◆ **SHORT TASK**: Reproduce the full listing that appears beneath this instruction exactly.

◆ **RECORDS FOR THIS TASK**:

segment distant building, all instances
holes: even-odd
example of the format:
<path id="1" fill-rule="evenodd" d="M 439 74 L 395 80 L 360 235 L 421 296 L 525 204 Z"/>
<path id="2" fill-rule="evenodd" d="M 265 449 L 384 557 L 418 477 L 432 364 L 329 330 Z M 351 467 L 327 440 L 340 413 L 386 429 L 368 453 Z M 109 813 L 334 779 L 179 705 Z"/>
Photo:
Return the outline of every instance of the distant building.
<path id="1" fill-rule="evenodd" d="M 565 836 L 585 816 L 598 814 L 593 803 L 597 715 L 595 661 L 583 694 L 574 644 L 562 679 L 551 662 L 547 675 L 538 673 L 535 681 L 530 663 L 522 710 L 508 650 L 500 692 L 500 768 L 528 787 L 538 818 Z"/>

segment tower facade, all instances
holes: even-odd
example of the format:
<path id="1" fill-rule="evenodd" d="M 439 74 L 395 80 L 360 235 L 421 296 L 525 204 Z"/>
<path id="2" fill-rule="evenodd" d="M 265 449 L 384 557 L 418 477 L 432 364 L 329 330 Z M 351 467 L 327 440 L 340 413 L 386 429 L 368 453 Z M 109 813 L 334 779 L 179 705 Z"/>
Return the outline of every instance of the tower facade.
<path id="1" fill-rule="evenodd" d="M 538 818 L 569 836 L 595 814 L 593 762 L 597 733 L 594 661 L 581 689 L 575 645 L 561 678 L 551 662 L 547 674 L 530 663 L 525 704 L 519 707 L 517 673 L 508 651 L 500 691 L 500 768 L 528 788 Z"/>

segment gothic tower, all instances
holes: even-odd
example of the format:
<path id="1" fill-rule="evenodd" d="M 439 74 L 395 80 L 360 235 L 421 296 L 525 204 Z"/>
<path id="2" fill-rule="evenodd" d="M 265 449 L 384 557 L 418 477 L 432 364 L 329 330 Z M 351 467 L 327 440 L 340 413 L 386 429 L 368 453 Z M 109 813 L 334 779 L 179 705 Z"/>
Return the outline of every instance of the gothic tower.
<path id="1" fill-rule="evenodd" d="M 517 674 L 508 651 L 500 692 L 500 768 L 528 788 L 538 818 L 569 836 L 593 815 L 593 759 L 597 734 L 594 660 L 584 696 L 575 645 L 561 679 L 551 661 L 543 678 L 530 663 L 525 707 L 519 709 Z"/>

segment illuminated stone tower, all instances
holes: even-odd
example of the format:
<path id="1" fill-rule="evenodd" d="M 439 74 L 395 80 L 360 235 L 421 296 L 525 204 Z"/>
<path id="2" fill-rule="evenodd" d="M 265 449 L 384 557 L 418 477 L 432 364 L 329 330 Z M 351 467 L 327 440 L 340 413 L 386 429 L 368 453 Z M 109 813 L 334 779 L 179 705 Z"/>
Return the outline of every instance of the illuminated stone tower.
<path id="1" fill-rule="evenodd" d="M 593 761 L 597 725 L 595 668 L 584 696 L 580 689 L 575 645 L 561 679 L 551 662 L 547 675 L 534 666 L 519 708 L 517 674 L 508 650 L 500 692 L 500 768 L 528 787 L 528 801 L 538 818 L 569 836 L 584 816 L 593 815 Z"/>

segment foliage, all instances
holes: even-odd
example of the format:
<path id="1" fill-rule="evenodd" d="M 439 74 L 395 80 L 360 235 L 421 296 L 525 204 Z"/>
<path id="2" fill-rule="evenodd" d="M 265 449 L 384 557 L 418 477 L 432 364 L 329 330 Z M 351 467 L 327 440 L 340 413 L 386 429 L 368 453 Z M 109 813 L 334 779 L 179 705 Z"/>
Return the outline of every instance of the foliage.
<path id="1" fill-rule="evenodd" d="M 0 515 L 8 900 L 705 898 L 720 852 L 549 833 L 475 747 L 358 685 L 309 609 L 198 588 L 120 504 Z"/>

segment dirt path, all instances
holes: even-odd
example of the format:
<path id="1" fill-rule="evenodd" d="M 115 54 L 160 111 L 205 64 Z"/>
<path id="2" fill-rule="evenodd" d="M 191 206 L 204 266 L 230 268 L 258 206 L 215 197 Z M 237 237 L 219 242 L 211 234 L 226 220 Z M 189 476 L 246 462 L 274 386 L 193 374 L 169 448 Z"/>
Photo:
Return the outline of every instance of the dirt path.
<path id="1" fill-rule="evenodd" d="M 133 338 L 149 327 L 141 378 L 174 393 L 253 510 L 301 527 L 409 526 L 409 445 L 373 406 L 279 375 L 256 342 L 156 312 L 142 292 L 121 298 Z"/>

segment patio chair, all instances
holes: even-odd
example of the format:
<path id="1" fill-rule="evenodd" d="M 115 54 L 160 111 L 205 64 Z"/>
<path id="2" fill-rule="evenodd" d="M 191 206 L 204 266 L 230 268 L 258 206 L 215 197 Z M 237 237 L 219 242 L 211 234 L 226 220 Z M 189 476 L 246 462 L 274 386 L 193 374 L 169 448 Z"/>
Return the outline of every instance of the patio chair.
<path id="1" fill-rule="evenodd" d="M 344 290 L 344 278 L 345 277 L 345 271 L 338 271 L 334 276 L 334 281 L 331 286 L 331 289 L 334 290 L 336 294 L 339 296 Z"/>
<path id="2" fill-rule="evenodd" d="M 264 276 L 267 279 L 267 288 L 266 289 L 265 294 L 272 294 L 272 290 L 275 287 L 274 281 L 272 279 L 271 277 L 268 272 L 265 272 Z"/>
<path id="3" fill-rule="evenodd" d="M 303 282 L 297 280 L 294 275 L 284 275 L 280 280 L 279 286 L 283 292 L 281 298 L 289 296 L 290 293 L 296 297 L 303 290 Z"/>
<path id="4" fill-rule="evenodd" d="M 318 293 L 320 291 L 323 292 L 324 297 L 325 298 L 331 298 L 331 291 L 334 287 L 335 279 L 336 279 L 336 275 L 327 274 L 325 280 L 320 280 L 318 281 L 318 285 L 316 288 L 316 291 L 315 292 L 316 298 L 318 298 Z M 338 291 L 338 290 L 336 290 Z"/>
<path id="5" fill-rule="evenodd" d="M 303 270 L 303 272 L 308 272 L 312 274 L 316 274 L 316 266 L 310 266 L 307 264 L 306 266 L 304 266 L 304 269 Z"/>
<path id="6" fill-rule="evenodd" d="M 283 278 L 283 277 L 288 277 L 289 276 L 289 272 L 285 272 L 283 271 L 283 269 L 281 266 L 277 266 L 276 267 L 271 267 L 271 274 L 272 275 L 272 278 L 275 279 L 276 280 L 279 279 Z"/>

◆ **THE OUTPUT**:
segment distant building, all instances
holes: even-odd
example of the format:
<path id="1" fill-rule="evenodd" d="M 439 74 L 395 80 L 360 235 L 421 296 L 525 204 Z"/>
<path id="2" fill-rule="evenodd" d="M 265 449 L 384 557 L 418 477 L 432 364 L 329 330 Z M 351 467 L 327 440 L 340 413 L 386 429 L 368 453 Z M 109 813 L 334 779 L 179 705 Z"/>
Photo:
Return the outline of every instance of the distant building.
<path id="1" fill-rule="evenodd" d="M 565 836 L 585 816 L 598 814 L 593 803 L 597 715 L 595 661 L 583 694 L 574 644 L 562 679 L 551 662 L 547 675 L 538 673 L 535 681 L 530 663 L 522 710 L 508 650 L 500 692 L 500 768 L 528 787 L 538 818 Z"/>

segment tower facade, all instances
holes: even-odd
example of the format:
<path id="1" fill-rule="evenodd" d="M 439 74 L 395 80 L 360 235 L 421 296 L 525 204 Z"/>
<path id="2" fill-rule="evenodd" d="M 265 449 L 384 557 L 418 477 L 432 364 L 329 330 Z M 351 467 L 327 440 L 340 413 L 386 429 L 368 453 Z M 109 813 L 334 779 L 179 705 Z"/>
Return the outline of every instance of the tower facade.
<path id="1" fill-rule="evenodd" d="M 538 818 L 569 836 L 595 814 L 593 762 L 597 733 L 594 661 L 581 689 L 575 645 L 561 678 L 551 662 L 547 674 L 530 663 L 525 704 L 519 707 L 517 673 L 508 651 L 500 691 L 500 768 L 528 788 Z"/>

segment gothic tower, all instances
holes: even-odd
example of the format:
<path id="1" fill-rule="evenodd" d="M 439 74 L 395 80 L 360 235 L 421 296 L 525 204 Z"/>
<path id="2" fill-rule="evenodd" d="M 265 449 L 384 557 L 418 477 L 432 364 L 329 330 Z M 351 467 L 327 440 L 340 413 L 386 429 L 368 453 Z M 109 813 L 334 779 L 179 705 Z"/>
Return the outline of every instance of the gothic tower.
<path id="1" fill-rule="evenodd" d="M 517 674 L 508 651 L 500 692 L 500 768 L 528 788 L 538 818 L 569 836 L 593 815 L 593 759 L 597 734 L 594 660 L 584 696 L 575 645 L 561 679 L 551 661 L 543 678 L 530 663 L 525 707 L 519 709 Z"/>

segment illuminated stone tower, all instances
holes: even-odd
example of the format:
<path id="1" fill-rule="evenodd" d="M 439 74 L 395 80 L 360 235 L 421 296 L 525 204 Z"/>
<path id="2" fill-rule="evenodd" d="M 265 449 L 384 557 L 418 477 L 432 364 L 329 330 Z M 351 467 L 327 440 L 340 413 L 386 429 L 368 453 Z M 109 813 L 334 779 L 179 705 Z"/>
Return the outline of every instance of the illuminated stone tower.
<path id="1" fill-rule="evenodd" d="M 593 761 L 597 725 L 595 668 L 584 696 L 580 689 L 575 645 L 561 679 L 551 662 L 547 675 L 534 666 L 519 708 L 517 674 L 508 650 L 500 692 L 500 768 L 528 787 L 528 801 L 538 818 L 569 836 L 584 816 L 593 815 Z"/>

segment foliage, all instances
holes: even-odd
example of the format:
<path id="1" fill-rule="evenodd" d="M 439 74 L 395 80 L 360 235 L 421 296 L 525 204 Z"/>
<path id="2" fill-rule="evenodd" d="M 265 449 L 384 557 L 418 477 L 432 364 L 329 330 Z M 351 467 L 327 440 L 340 413 L 386 429 L 368 453 Z M 109 813 L 334 779 L 179 705 Z"/>
Return the outline of every instance of the foliage.
<path id="1" fill-rule="evenodd" d="M 0 515 L 8 900 L 705 898 L 720 852 L 549 833 L 475 747 L 358 685 L 309 609 L 198 588 L 120 504 Z"/>

segment dirt path, all instances
holes: even-odd
example of the format:
<path id="1" fill-rule="evenodd" d="M 115 54 L 160 111 L 205 64 Z"/>
<path id="2" fill-rule="evenodd" d="M 191 206 L 204 266 L 230 268 L 258 206 L 215 197 Z M 237 237 L 219 242 L 211 234 L 226 220 Z M 189 476 L 246 462 L 274 386 L 193 374 L 169 448 Z"/>
Photo:
Return the outline of every instance of the dirt path.
<path id="1" fill-rule="evenodd" d="M 133 338 L 149 327 L 141 378 L 174 393 L 253 510 L 301 527 L 409 526 L 409 445 L 373 406 L 279 375 L 256 342 L 156 312 L 142 292 L 121 298 Z"/>

segment patio chair, all instances
holes: even-odd
example of the format:
<path id="1" fill-rule="evenodd" d="M 115 54 L 160 111 L 205 64 Z"/>
<path id="2" fill-rule="evenodd" d="M 191 206 L 204 266 L 230 268 L 258 206 L 215 197 Z M 237 237 L 219 242 L 211 234 L 226 220 Z M 189 476 L 246 462 L 274 386 L 193 374 L 169 448 Z"/>
Return the outline of every instance of the patio chair.
<path id="1" fill-rule="evenodd" d="M 344 290 L 344 278 L 345 277 L 345 271 L 338 271 L 334 276 L 334 281 L 331 286 L 331 289 L 334 290 L 336 294 L 339 296 Z"/>
<path id="2" fill-rule="evenodd" d="M 264 276 L 267 279 L 267 288 L 266 289 L 265 294 L 272 294 L 272 290 L 275 287 L 274 281 L 272 279 L 271 277 L 268 272 L 265 272 Z"/>
<path id="3" fill-rule="evenodd" d="M 303 282 L 297 280 L 294 275 L 284 275 L 280 280 L 279 286 L 283 292 L 281 298 L 289 296 L 290 293 L 296 297 L 303 290 Z"/>
<path id="4" fill-rule="evenodd" d="M 318 293 L 320 291 L 323 292 L 324 297 L 325 298 L 331 298 L 331 291 L 334 287 L 335 279 L 336 279 L 336 275 L 327 274 L 325 280 L 320 280 L 318 281 L 318 285 L 316 288 L 316 291 L 315 292 L 316 298 L 318 298 Z M 338 291 L 338 290 L 336 290 Z"/>
<path id="5" fill-rule="evenodd" d="M 303 270 L 303 272 L 308 272 L 312 274 L 316 274 L 316 266 L 310 266 L 307 264 L 306 266 L 304 266 L 304 269 Z"/>
<path id="6" fill-rule="evenodd" d="M 283 278 L 283 277 L 288 277 L 289 276 L 289 272 L 285 272 L 283 271 L 283 269 L 281 266 L 277 266 L 276 267 L 271 267 L 271 274 L 272 275 L 272 278 L 275 279 L 276 280 L 279 279 Z"/>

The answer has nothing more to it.